╔══

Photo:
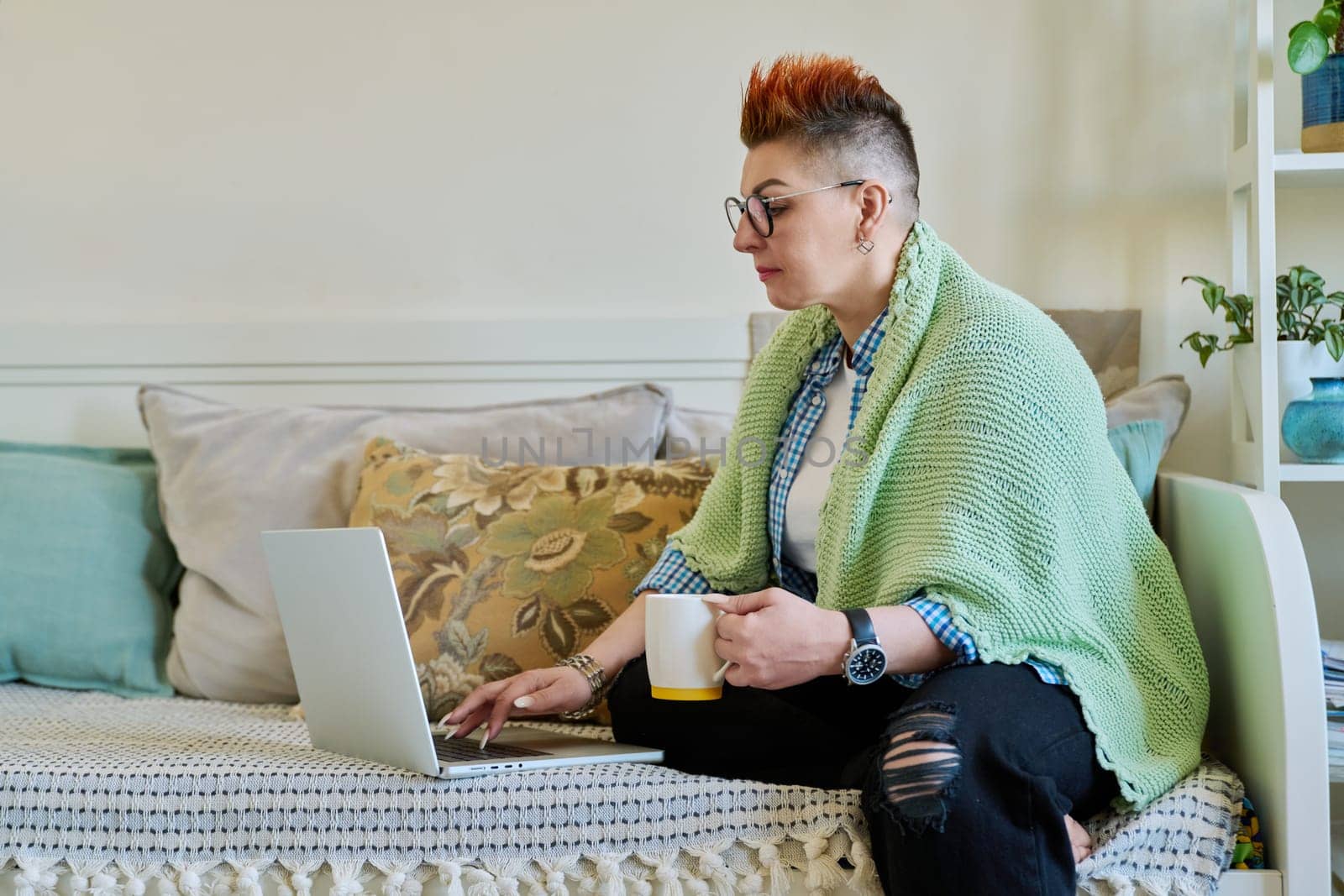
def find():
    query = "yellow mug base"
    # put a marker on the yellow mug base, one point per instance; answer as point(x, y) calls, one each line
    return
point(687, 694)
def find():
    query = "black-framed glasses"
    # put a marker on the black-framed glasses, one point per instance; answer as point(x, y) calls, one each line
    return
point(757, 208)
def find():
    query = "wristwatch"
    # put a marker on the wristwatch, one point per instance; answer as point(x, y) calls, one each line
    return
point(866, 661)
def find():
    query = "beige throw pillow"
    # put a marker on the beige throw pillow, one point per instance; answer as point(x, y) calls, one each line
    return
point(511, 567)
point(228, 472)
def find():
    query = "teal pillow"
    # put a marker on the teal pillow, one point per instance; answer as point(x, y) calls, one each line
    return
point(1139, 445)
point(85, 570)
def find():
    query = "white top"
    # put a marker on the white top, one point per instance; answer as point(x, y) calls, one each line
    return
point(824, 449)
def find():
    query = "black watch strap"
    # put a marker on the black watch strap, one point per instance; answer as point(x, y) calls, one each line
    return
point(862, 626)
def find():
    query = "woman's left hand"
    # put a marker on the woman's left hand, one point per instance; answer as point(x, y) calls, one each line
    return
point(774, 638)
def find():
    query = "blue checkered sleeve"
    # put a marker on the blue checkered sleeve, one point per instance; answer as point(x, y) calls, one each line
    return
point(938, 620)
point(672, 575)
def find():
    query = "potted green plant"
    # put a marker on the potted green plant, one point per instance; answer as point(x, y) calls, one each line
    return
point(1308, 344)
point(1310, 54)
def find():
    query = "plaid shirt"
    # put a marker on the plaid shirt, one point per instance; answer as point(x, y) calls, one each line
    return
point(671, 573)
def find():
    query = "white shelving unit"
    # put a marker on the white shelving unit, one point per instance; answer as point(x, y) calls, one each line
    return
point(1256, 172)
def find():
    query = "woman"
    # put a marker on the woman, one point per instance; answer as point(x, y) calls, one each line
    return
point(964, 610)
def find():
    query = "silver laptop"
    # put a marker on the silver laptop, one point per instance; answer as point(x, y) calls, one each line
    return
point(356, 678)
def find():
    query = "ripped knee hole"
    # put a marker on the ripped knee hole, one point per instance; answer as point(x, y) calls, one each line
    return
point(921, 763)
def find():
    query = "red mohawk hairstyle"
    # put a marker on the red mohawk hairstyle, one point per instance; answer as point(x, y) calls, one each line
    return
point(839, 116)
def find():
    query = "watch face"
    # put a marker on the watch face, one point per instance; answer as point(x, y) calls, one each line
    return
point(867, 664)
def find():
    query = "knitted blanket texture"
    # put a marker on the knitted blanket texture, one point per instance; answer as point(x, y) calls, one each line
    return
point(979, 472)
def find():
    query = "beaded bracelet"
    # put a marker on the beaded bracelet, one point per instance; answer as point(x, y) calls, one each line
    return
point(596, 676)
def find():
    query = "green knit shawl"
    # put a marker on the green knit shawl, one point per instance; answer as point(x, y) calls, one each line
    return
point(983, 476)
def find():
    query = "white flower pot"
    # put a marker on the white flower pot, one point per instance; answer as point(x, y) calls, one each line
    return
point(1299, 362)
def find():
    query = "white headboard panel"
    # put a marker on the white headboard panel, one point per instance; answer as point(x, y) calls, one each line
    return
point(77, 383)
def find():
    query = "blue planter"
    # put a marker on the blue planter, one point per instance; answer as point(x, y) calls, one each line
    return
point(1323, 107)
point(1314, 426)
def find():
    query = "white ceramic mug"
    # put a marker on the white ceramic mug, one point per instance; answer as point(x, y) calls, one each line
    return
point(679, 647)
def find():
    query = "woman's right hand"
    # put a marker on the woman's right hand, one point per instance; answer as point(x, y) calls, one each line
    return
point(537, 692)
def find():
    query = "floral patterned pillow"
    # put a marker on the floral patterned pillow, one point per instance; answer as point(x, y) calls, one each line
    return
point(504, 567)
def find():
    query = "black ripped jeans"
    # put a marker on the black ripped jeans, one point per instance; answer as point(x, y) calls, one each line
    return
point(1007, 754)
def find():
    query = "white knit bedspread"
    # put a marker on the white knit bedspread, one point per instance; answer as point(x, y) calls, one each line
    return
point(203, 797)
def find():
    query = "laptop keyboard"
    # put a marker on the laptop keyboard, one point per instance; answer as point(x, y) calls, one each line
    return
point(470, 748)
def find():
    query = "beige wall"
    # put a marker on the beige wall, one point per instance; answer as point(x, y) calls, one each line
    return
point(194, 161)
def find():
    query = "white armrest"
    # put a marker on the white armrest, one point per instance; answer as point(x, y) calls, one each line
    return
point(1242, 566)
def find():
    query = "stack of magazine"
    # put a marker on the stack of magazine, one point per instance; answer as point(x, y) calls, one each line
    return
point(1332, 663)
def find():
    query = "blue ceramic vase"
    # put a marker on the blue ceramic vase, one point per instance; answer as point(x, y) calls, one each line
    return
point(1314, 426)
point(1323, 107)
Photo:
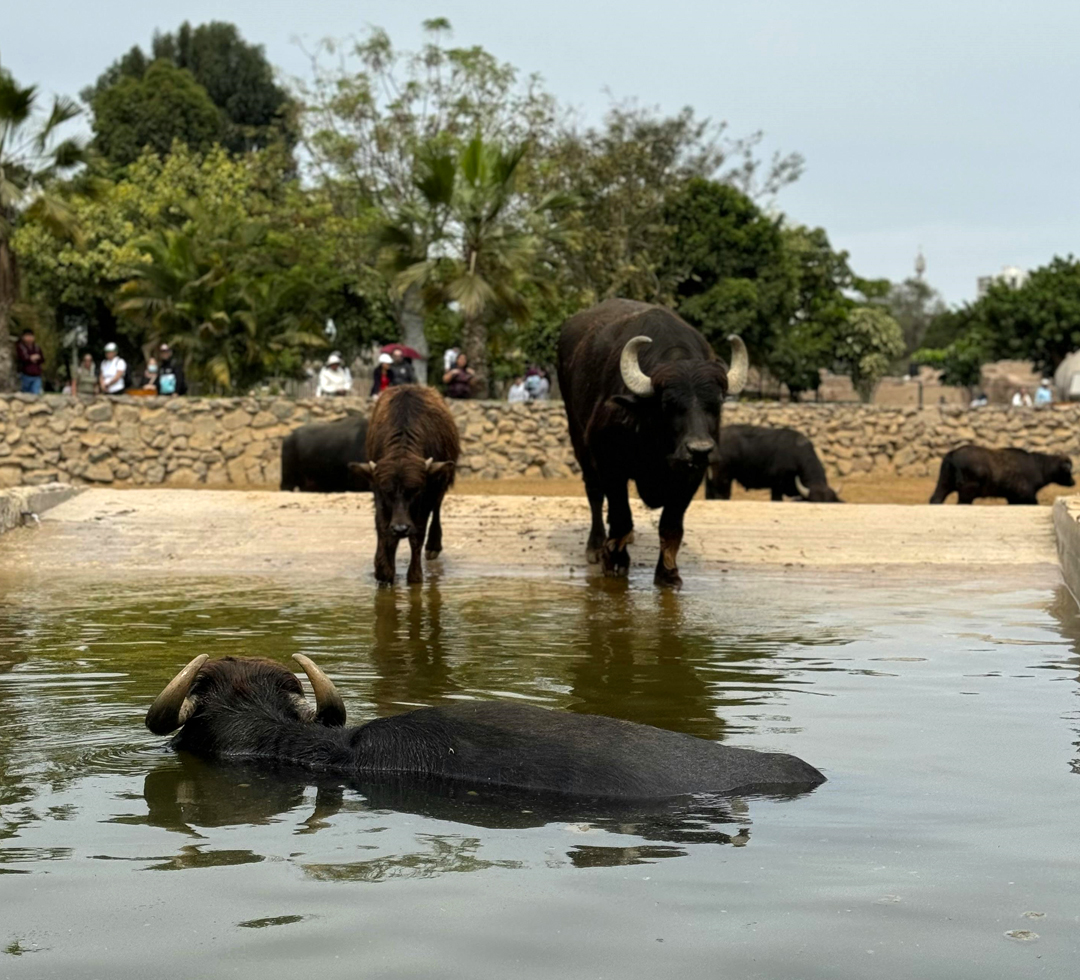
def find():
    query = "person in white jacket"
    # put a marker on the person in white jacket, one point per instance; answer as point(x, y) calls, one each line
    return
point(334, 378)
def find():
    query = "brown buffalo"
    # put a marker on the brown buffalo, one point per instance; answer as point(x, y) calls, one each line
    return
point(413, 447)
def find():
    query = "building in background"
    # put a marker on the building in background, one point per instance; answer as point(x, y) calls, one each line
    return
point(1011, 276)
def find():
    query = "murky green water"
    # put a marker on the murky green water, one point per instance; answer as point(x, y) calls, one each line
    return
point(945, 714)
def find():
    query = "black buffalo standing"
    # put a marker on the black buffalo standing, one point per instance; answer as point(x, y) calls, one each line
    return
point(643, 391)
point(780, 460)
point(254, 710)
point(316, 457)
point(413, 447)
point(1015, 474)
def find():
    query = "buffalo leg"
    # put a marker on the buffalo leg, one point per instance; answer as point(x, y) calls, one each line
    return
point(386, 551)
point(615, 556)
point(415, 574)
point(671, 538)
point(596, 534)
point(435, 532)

╚══

WHAT THIS TASK INVOLVES. Recast every line of the listing above as a numbered list, skipping blank lines and omitting the pictures.

OUTPUT.
1. Photo:
2. def find():
3.     query = "yellow mug base"
4.     # put a marker on the yellow mug base, one point per instance; answer as point(x, y) calls, one each line
5.     return
6. point(687, 694)
7. def find():
8.     query = "black-framed glasses"
9.     # put a marker on the black-framed glasses, one point per instance; answer as point(x, y) calls, one each line
10.     return
11. point(757, 208)
12. def find():
13.     query = "wristwatch"
14.     # put a marker on the wristwatch, one point per instance; answer as point(x, y) calls, one each line
15.     return
16. point(866, 661)
17. def find():
18.     query = "beige throw pillow"
19.     # put a marker on the beige throw pillow, one point per instance; answer as point(x, y) calls, one each line
20.     return
21. point(511, 567)
22. point(228, 472)
23. def find():
24.     query = "teal pillow"
25.     # put a marker on the teal pillow, one point per instance; answer as point(x, y) calls, one each line
26.     return
27. point(1139, 445)
28. point(85, 570)
29. def find():
30.     query = "white top"
31.     # put a marker on the white top, one point per instance; answer as point(x, y) calls, one each line
32.     return
33. point(824, 449)
34. def find():
35.     query = "black watch strap"
36.     # put a marker on the black watch strap, one point per instance; answer as point(x, y) calls, one each line
37.     return
38. point(862, 626)
39. def find():
40.     query = "woman's left hand"
41.     # put a marker on the woman's left hand, one point per instance; answer as point(x, y) calls, one each line
42.     return
43. point(774, 638)
44. def find():
45.     query = "blue checkered sleeve"
46.     # put a marker on the blue checkered sleeve, one point per instance; answer as point(x, y) calls, one each line
47.     return
48. point(938, 620)
49. point(672, 575)
50. def find():
51.     query = "potted green plant"
52.     # put a marker on the potted green plant, one point per instance; answer as point(x, y) calls, one each line
53.     return
54. point(1308, 344)
55. point(1310, 54)
56. def find():
57.     query = "plaid shirt"
58.     # put a marker on the plaid shirt, one point per instance; answer as point(x, y) calls, one each line
59.     return
60. point(671, 573)
61. def find():
62.     query = "white shelving unit"
63.     # put a marker on the white shelving unit, one point per instance; answer as point(x, y) calls, one each line
64.     return
65. point(1256, 172)
66. def find():
67.     query = "woman"
68.     # put a marker on the woman, one point per instance; answer as point(x, y) calls, one each line
69.     return
70. point(964, 610)
71. def find():
72.     query = "silver laptop"
73.     # put a marker on the silver laptop, one point per instance; answer as point(x, y) calls, one each line
74.     return
75. point(356, 678)
76. def find():
77.     query = "ripped knee hole"
78.     # put a marker on the ripped knee hole, one point per instance; answer as point(x, y) calls, one each line
79.     return
80. point(921, 763)
81. def find():
82.     query = "red mohawk hairstyle"
83.     # put a marker on the red mohawk hairstyle, one point per instance; answer as point(x, y) calls, one each line
84.     return
85. point(839, 116)
86. def find():
87.     query = "watch face"
88.     # put a marker on the watch face, one point per instance; answer as point(x, y) calls, one each line
89.     return
90. point(867, 664)
91. def find():
92.     query = "knitted blanket texture"
93.     # put a marker on the knitted blanket texture, one point per instance; answer as point(x, y) calls, one each line
94.     return
95. point(979, 472)
96. def find():
97.     query = "beaded bracelet"
98.     # put a marker on the beaded bracelet, one point per instance; answer as point(x, y) calls, one each line
99.     return
100. point(596, 676)
101. def find():
102.     query = "green knit shawl"
103.     # put a marker on the green knit shawl, one point per instance; answer as point(x, y) calls, one each line
104.     return
105. point(983, 476)
106. def find():
107.     query = "white flower pot"
108.     # put a marker on the white flower pot, one point per instance; answer as point(x, y) calls, one each line
109.     return
110. point(1299, 362)
111. def find():
112.     query = "white headboard panel"
113.     # put a marker on the white headboard panel, one point per instance; answer as point(x, y) calls, one each line
114.     return
115. point(77, 383)
116. def find():
117.     query = "blue planter"
118.     # put a marker on the blue planter, one point per instance; answer as point(x, y) calls, one each line
119.     return
120. point(1323, 107)
121. point(1314, 426)
122. def find():
123.     query = "white ceramic mug"
124.     # put a marker on the white ceramic mug, one point per instance; answer as point(x, y) calls, one each line
125.     return
126. point(679, 647)
127. def find():
128.     query = "woman's right hand"
129.     # put a marker on the woman's right hand, one point per instance; answer as point(x, y) calls, one each line
130.     return
131. point(537, 692)
132. def find():
133.     query = "floral patterned pillow"
134.     # put a marker on the floral patterned pillow, one point per instance; answer as point(x, y) calls, one each line
135.     return
136. point(504, 567)
137. def find():
138.     query = "black ripped jeans"
139.     # put a marker on the black ripped jeans, one point per instance; answer as point(x, y) calls, one each line
140.     return
141. point(1007, 754)
142. def find():
143.     query = "white knit bedspread"
144.     # put a marker on the white knit bedspread, one point per instance; answer as point(x, y) calls, one each line
145.     return
146. point(203, 797)
147. def find():
148.     query = "laptop keyboard"
149.     # put a marker on the laptop keyboard, one point per instance; answer as point(x, y) calls, one each line
150.     return
151. point(470, 748)
152. def find():
153.     query = "beige wall"
154.     # put a marker on the beige wall, one point per instance; answer as point(x, y) calls, one each line
155.     return
156. point(194, 161)
157. def find():
158.     query = "white armrest"
159.     # put a marker on the white armrest, one point per instance; answer as point(x, y) calls, one each line
160.     return
161. point(1242, 566)
162. def find():
163.     query = "stack of magazine"
164.     # put a marker on the stack of magazine, one point per instance; answer as point(x, y) calls, one each line
165.     return
166. point(1332, 663)
167. def find():
168.     query = "blue ceramic vase"
169.     # put a marker on the blue ceramic vase, one point per instance; answer as point(x, y) calls, one each line
170.     return
171. point(1314, 426)
172. point(1323, 107)
173. Photo:
174. def find():
175.     query = "person in white jacket"
176.     # put a marker on the person in white jacket, one point per instance; answer as point(x, y) calls, one each line
177.     return
178. point(334, 378)
179. def find():
180.     query = "brown buffalo"
181.     # put a marker on the brown buffalo, one point per instance; answer as point(x, y) calls, one each line
182.     return
183. point(413, 447)
184. def find():
185.     query = "building in background"
186.     # put a marker on the building in background, one point per instance; answer as point(x, y) calls, one each line
187.     return
188. point(1011, 276)
189. def find():
190.     query = "murky green water"
191.     # put a marker on the murky green water, one point per instance; answer as point(x, y) calls, one each line
192.     return
193. point(945, 714)
194. def find():
195.     query = "black buffalo standing"
196.     # put a marker on the black buffalo standing, one point per instance; answer as point(x, y) calls, one each line
197.     return
198. point(643, 391)
199. point(780, 460)
200. point(254, 710)
201. point(316, 457)
202. point(413, 447)
203. point(1015, 474)
204. def find():
205.     query = "buffalo leg"
206.     # put a marker on the buffalo leg, one point per instance; answer as point(x, y) calls, one each line
207.     return
208. point(386, 551)
209. point(615, 556)
210. point(415, 574)
211. point(671, 538)
212. point(596, 534)
213. point(435, 532)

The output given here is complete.